◆ **Enunciado da tarefa**
No excerto abaixo sobre a poética de Amália Rodrigues, enumere todos os componentes da aliança que o autor considera a "chave para entender o fenómeno".
═══ Excerto fornecido ═══
AMÁLIA RODRIGUES
(Lisboa, Portugal, Julho de 1920 – Outubro
de 1999)
POÉTICA DE AMÁLIA
Amália,
nos seus versos, soube lançar mão de uma escrita poética intuitiva e certeira,
formalmente muito ancorada na tradição da matriz popular, com uma grande
fluência, belos achados e, por vezes, algumas agudezas quase maneiristas.
A
chave para entender o fenómeno, na parte em que ele pode ser entendido, creio
que está precisamente nessa aliança de gosto apurado, sentido da musicalidade e
do ritmo, simplicidade verbal e naturalidade de expressão que Amália soube
processar com requintada destreza entre a ingénua frescura da tradição e da
poesia do povo (da toada beirã às criações dos letristas populares que cantava)
e o trato aturado com a poesia mais elaborada dos escritores que foi
incorporando no seu repertório.
═══ Dados registados ═══
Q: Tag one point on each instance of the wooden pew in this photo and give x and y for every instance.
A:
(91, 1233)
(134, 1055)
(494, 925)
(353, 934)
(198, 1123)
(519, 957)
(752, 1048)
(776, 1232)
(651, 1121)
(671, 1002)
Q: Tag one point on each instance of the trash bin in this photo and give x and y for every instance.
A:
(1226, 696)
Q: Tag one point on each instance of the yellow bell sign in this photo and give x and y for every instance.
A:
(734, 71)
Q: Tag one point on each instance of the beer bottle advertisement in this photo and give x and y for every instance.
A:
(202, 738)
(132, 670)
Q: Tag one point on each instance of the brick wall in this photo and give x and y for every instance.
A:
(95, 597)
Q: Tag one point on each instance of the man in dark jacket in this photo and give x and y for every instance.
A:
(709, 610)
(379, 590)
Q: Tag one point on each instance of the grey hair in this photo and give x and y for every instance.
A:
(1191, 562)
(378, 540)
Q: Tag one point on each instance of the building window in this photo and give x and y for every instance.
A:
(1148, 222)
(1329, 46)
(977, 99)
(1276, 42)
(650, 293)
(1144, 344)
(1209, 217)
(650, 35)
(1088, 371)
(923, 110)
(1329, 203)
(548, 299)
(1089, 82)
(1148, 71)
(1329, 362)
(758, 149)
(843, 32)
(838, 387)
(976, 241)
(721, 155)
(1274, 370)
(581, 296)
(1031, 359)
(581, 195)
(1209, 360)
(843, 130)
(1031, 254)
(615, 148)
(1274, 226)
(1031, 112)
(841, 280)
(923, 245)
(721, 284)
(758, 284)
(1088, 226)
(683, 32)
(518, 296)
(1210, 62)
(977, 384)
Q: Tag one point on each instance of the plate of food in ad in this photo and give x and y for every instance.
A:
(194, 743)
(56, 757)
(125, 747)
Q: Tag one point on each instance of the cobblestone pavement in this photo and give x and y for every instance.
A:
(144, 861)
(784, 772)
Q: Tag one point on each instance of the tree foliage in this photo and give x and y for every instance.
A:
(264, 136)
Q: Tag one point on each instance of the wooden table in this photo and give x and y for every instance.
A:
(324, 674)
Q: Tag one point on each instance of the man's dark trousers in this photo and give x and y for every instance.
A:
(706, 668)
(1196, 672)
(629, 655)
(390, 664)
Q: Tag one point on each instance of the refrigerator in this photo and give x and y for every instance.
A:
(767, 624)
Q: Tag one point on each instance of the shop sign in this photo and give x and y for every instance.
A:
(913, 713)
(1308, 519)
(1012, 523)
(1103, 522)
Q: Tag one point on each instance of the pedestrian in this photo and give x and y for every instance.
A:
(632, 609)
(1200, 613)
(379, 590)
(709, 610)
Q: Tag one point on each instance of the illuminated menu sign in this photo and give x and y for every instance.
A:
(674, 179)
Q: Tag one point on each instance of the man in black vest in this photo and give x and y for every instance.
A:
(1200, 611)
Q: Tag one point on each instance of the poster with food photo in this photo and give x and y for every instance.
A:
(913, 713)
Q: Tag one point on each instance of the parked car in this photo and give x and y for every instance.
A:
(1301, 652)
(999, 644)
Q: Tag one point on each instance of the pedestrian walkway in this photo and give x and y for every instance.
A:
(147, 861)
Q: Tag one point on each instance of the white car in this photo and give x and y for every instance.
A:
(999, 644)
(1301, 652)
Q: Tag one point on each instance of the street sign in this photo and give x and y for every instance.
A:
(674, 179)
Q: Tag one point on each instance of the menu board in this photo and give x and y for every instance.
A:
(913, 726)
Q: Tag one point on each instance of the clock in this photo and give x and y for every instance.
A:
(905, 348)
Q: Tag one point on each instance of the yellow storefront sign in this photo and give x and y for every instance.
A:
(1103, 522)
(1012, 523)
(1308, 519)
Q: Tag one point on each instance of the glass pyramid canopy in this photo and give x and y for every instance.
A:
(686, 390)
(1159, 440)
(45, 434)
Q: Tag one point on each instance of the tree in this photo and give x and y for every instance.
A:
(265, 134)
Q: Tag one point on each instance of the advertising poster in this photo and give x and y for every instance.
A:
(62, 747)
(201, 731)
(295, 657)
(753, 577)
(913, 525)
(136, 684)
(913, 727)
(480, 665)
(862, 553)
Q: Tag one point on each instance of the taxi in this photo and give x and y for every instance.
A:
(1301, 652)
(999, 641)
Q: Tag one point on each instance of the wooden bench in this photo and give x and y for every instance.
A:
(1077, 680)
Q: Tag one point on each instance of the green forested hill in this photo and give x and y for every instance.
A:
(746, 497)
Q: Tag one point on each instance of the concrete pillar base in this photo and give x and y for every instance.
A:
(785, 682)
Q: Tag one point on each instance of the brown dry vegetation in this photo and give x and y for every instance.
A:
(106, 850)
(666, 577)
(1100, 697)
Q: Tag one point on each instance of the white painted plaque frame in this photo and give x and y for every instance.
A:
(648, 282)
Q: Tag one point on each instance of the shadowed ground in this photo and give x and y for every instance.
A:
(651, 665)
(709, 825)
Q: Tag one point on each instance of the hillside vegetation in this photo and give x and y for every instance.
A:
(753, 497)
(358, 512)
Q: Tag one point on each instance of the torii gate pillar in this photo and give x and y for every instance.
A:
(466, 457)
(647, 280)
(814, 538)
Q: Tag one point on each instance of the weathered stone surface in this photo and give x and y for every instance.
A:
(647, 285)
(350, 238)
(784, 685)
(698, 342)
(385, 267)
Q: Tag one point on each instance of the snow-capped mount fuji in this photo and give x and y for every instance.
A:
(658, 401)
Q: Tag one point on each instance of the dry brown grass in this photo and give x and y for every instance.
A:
═══
◆ **Resolução escrita**
- Gosto apurado
- Sentido da musicalidade e do ritmo
- Simplicidade verbal
- Naturalidade de expressão